- **INSTRUCTION**: Make an exact copy of all the records.

- **LISTING**:
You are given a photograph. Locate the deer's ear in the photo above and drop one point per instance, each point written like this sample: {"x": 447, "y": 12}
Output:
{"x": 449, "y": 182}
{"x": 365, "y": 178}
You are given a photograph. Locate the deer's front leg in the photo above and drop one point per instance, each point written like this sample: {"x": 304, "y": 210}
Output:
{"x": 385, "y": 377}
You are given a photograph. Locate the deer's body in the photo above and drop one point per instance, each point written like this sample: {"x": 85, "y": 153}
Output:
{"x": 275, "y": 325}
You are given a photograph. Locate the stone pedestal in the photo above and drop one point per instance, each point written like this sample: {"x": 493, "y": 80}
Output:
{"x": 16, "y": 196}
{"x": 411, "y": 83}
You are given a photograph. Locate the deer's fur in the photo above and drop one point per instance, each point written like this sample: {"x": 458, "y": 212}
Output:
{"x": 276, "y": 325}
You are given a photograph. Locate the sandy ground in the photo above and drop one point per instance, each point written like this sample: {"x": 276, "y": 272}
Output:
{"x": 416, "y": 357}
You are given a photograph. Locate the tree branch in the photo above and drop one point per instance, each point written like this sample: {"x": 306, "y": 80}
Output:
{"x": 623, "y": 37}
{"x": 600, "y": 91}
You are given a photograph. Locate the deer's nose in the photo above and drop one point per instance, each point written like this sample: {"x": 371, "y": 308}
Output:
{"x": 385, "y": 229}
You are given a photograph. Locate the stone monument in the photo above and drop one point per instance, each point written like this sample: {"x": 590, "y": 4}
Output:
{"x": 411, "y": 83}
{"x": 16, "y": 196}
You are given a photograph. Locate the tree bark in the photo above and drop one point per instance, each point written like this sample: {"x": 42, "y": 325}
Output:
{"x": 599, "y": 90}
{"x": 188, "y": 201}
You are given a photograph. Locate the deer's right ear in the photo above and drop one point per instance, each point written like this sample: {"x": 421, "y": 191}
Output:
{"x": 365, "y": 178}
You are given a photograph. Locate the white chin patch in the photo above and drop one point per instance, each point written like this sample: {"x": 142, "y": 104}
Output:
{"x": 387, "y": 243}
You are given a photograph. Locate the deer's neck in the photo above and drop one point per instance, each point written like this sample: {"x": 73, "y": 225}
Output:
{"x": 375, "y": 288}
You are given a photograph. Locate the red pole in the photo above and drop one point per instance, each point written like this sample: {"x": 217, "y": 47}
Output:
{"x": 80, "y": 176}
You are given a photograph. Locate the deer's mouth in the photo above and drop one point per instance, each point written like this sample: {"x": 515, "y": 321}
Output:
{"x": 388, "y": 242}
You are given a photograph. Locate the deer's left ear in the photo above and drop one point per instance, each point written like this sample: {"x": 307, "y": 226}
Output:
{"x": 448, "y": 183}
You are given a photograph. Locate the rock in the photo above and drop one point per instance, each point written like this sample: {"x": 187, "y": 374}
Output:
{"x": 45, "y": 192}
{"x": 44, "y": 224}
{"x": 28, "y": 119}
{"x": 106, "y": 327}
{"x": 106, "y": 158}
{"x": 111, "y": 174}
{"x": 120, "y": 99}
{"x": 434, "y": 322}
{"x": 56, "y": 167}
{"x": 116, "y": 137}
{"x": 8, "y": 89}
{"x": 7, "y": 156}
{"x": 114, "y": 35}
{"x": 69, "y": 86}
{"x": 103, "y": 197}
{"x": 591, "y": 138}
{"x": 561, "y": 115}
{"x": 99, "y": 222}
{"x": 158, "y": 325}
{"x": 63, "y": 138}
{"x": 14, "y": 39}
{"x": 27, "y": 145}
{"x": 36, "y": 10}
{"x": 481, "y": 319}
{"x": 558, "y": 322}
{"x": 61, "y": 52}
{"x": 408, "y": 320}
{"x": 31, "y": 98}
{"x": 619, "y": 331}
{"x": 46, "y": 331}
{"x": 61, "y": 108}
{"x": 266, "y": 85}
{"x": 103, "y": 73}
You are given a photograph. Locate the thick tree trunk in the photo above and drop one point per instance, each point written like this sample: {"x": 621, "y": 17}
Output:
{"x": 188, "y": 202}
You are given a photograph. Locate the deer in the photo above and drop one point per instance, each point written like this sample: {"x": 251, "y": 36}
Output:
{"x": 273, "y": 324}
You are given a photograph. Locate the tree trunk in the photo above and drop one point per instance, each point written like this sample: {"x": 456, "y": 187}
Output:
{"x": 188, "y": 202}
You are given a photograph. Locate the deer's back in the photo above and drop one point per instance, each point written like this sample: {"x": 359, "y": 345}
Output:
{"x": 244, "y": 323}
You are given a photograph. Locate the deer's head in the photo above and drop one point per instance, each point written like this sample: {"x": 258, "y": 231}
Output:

- **OUTPUT OF THE EXERCISE**:
You are given a photograph. Locate the deer's ear in the photo above and drop one point per instance, each point written like this sample: {"x": 447, "y": 12}
Output:
{"x": 449, "y": 182}
{"x": 365, "y": 178}
You are given a photograph. Locate the deer's front leg in the photo above and drop one point per instance, each point written like this sample: {"x": 304, "y": 210}
Output:
{"x": 385, "y": 377}
You are given a photograph. Locate the deer's body in the photo above and drop one point per instance, each point written like this sample: {"x": 85, "y": 153}
Output:
{"x": 275, "y": 325}
You are given a photograph. Locate the stone pedestal in the photo above and drop one point per instance, each point written like this sample: {"x": 493, "y": 80}
Output:
{"x": 16, "y": 196}
{"x": 411, "y": 83}
You are given a photograph. Locate the deer's fur in the photo above and drop one point per instance, each point written like this sample: {"x": 458, "y": 212}
Output:
{"x": 276, "y": 325}
You are given a photograph. Locate the sandy ground in the photo above and drop one point per instance, each point written like this sample: {"x": 276, "y": 272}
Output:
{"x": 416, "y": 357}
You are given a photograph. Locate the tree branch in the photo above and drop one point per instance, each point written like this sample: {"x": 306, "y": 80}
Output:
{"x": 623, "y": 37}
{"x": 600, "y": 91}
You are given a photograph. Locate the deer's nose in the photo above and drop one point per instance, each point written like this sample: {"x": 371, "y": 308}
Output:
{"x": 385, "y": 229}
You are given a photograph. Locate the stone monument in the photo above and drop one point per instance, each point written like this sample: {"x": 590, "y": 4}
Output:
{"x": 411, "y": 83}
{"x": 16, "y": 196}
You are given a photograph. Locate the tree bark in the photo above and drop one point per instance, each point written like this sample: {"x": 42, "y": 325}
Output:
{"x": 599, "y": 90}
{"x": 188, "y": 201}
You are given a photograph. Locate the deer's right ear in the photo above and drop one point per instance, each point written like this sample: {"x": 421, "y": 191}
Output:
{"x": 365, "y": 178}
You are given a photograph. Locate the white chin patch in the photo above and drop one point per instance, each point written like this sample: {"x": 142, "y": 104}
Output:
{"x": 387, "y": 243}
You are given a photograph. Locate the deer's neck in the photo above and drop one point per instance, each point written like this sample: {"x": 73, "y": 225}
Output:
{"x": 375, "y": 288}
You are given a photograph. Locate the red pole in the photo above and drop one point per instance, each point written like this sample: {"x": 217, "y": 47}
Output:
{"x": 80, "y": 176}
You are given a photograph. Locate the deer's mouth in the photo above and drop one point per instance, each point written like this sample: {"x": 515, "y": 321}
Output:
{"x": 388, "y": 242}
You are given a photograph. Locate the deer's left ear in the photo above and drop one point per instance, each point written like this sample: {"x": 307, "y": 226}
Output:
{"x": 448, "y": 183}
You are given a photograph. Locate the rock in the photo above and drop one point per instance, each point written like this sample: {"x": 187, "y": 374}
Output:
{"x": 45, "y": 192}
{"x": 44, "y": 224}
{"x": 28, "y": 119}
{"x": 106, "y": 327}
{"x": 106, "y": 158}
{"x": 111, "y": 174}
{"x": 120, "y": 99}
{"x": 434, "y": 322}
{"x": 56, "y": 167}
{"x": 116, "y": 137}
{"x": 8, "y": 89}
{"x": 7, "y": 156}
{"x": 114, "y": 35}
{"x": 69, "y": 86}
{"x": 103, "y": 197}
{"x": 591, "y": 138}
{"x": 561, "y": 115}
{"x": 99, "y": 222}
{"x": 158, "y": 325}
{"x": 63, "y": 138}
{"x": 14, "y": 39}
{"x": 27, "y": 145}
{"x": 36, "y": 10}
{"x": 481, "y": 319}
{"x": 558, "y": 322}
{"x": 61, "y": 52}
{"x": 408, "y": 320}
{"x": 31, "y": 98}
{"x": 619, "y": 331}
{"x": 46, "y": 331}
{"x": 61, "y": 108}
{"x": 266, "y": 85}
{"x": 103, "y": 73}
You are given a photograph. Locate the thick tree trunk in the photo above and drop one point per instance, each point written like this sample: {"x": 621, "y": 17}
Output:
{"x": 188, "y": 202}
You are given a photograph. Locate the deer in the photo above and drop one point per instance, each point written like this sample: {"x": 251, "y": 36}
Output:
{"x": 273, "y": 324}
You are given a photograph. Locate the tree trunk in the photo above and drop one point per instance, each point written like this sample: {"x": 456, "y": 187}
Output:
{"x": 188, "y": 202}
You are given a photograph. Locate the deer's back in the photo above and drop one point per instance, each point written like this sample: {"x": 359, "y": 345}
Output:
{"x": 244, "y": 323}
You are given a photograph. Locate the deer's head in the photo above and drop one point per instance, each point written like this sample: {"x": 258, "y": 231}
Output:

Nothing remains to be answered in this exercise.